Cette longue lettre est un article de journal bien fait, et un peu déclamatoire. Elle contient un mot atroce : le peloton d'exécution attendait dans la cour. L'avoir fait est d'un criminel ; s'en vanter, même s'il l'a fait, n'est pas d'un homme politique. fi a pu le faire. C'est lui qui a fait installer les réfractaires du XIXe arrondissement dans les fossés du fort de Vanves pendant que le fort était bombardé à outrance.

Il voulait être arrêté, il le fut.

La Commune, formée en comité secret, renouvela son Comité de salut public, se mit en quelque sorte dans ses mains, en décidant qu'elle ne tiendrait plus que trois séances par semaine, et remplaça Rossel par un délégué civil, qui fut Delescluze.

Elle prenait ainsi la direction de la guerre. Ce fut la dernière de ses fautes. Elle n'avait cessé d'en commettre depuis le jour de son installation.

Qu'était-elle cette Commune qui, à l'heure décisive, acceptait, après tant d'autres responsabilités, celle des opérations militaires ? Quels étaient sa raison d'être et son but ?

● ● ● ● ●

■ OBJECTIF 1
Dans l'extrait sur la Commune, par qui Rossel fut-il remplacé ?
■ OBJECTIF 2
Recopiez le passage de l'extrait sur la Commune qui commence aux mots « La Commune, formée » et s'arrête après « de son installation. ».
Les données ne sont pas nécessaires ici.

■ DONNÉES FOURNIES
● ● ● ● ●

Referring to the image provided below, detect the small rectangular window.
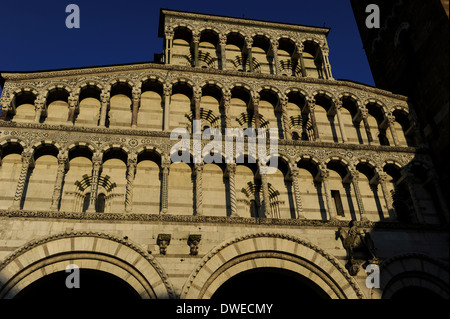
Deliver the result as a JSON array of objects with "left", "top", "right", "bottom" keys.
[{"left": 331, "top": 190, "right": 344, "bottom": 217}]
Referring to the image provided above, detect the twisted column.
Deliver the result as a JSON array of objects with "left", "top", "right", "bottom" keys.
[
  {"left": 378, "top": 171, "right": 395, "bottom": 218},
  {"left": 227, "top": 163, "right": 239, "bottom": 217},
  {"left": 163, "top": 84, "right": 172, "bottom": 132},
  {"left": 291, "top": 168, "right": 306, "bottom": 219},
  {"left": 67, "top": 93, "right": 78, "bottom": 125},
  {"left": 99, "top": 90, "right": 110, "bottom": 127},
  {"left": 219, "top": 34, "right": 227, "bottom": 70},
  {"left": 335, "top": 100, "right": 347, "bottom": 143},
  {"left": 125, "top": 154, "right": 137, "bottom": 212},
  {"left": 280, "top": 96, "right": 292, "bottom": 140},
  {"left": 131, "top": 87, "right": 141, "bottom": 127},
  {"left": 34, "top": 97, "right": 45, "bottom": 123},
  {"left": 10, "top": 150, "right": 34, "bottom": 209},
  {"left": 350, "top": 169, "right": 367, "bottom": 221},
  {"left": 161, "top": 158, "right": 170, "bottom": 214},
  {"left": 258, "top": 162, "right": 273, "bottom": 218},
  {"left": 195, "top": 163, "right": 203, "bottom": 216},
  {"left": 320, "top": 169, "right": 337, "bottom": 220},
  {"left": 50, "top": 151, "right": 69, "bottom": 211},
  {"left": 86, "top": 153, "right": 103, "bottom": 213}
]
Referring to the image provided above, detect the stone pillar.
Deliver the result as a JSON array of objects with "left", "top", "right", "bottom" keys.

● ● ● ● ●

■ RÉSULTAT 1
Par un délégué civil, Delescluze.

■ RÉSULTAT 2
La Commune, formée en comité secret, renouvela son Comité de salut public, se mit en quelque sorte dans ses mains, en décidant qu'elle ne tiendrait plus que trois séances par semaine, et remplaça Rossel par un délégué civil, qui fut Delescluze.

Elle prenait ainsi la direction de la guerre. Ce fut la dernière de ses fautes. Elle n'avait cessé d'en commettre depuis le jour de son installation.